Copy the data below verbatim, from its first line through the line containing "xmin=202 ymin=264 xmax=262 ymax=317", including both of those lines.

The input:
****
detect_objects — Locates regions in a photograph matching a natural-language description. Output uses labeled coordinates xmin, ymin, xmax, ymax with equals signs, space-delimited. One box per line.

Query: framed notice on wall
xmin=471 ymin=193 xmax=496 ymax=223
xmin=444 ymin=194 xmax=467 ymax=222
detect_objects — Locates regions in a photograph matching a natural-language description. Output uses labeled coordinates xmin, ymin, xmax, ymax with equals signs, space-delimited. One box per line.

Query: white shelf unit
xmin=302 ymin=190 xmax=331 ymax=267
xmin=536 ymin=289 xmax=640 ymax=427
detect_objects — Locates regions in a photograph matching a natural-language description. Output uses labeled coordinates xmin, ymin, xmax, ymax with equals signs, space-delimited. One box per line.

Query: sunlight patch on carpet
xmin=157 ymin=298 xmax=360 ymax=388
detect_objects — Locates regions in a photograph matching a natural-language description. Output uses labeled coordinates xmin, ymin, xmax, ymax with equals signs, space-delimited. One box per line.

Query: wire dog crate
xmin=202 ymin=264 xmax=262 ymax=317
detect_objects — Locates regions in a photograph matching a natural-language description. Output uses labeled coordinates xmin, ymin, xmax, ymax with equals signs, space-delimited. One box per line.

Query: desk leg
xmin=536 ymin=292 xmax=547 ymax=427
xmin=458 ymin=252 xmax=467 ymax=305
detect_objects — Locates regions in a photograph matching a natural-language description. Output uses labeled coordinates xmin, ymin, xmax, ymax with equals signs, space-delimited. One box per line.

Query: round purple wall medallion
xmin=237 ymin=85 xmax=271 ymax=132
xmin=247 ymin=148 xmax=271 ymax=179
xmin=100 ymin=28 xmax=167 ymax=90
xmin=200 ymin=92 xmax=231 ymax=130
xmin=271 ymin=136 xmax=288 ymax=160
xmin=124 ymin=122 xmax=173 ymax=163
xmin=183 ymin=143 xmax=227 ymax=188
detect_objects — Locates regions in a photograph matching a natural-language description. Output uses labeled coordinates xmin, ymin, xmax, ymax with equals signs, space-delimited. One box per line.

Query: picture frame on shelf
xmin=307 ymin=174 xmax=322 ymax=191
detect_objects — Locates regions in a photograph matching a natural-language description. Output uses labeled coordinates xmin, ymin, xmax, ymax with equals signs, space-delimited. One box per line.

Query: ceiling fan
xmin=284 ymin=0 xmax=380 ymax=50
****
Final answer:
detect_objects — Locates regions in a photograph matching a natural-language description. Output uses labeled coordinates xmin, ymin, xmax, ymax with equals signs, space-delimited. One box per line.

Query: framed notice on wall
xmin=471 ymin=193 xmax=496 ymax=223
xmin=444 ymin=194 xmax=467 ymax=222
detect_objects — Locates regions in a photograph matching a natural-language description. Output uses labeled coordinates xmin, ymin, xmax, ymax with equals signs, space-delimited. One box per line.

Query: white shelf unit
xmin=302 ymin=190 xmax=331 ymax=267
xmin=536 ymin=289 xmax=640 ymax=427
detect_objects — Locates regions in a photograph matching a natural-language description. Output uses labeled coordinates xmin, ymin, xmax, ymax with equals signs, space-delimited. One box per line.

Query: sunlight patch on carpet
xmin=157 ymin=298 xmax=360 ymax=388
detect_objects — Locates regions in a photograph matching a natural-language description. Output uses labeled coordinates xmin, ymin, xmax, ymax with equals signs, space-delimited. One box per line.

Query: wire dog crate
xmin=202 ymin=264 xmax=262 ymax=317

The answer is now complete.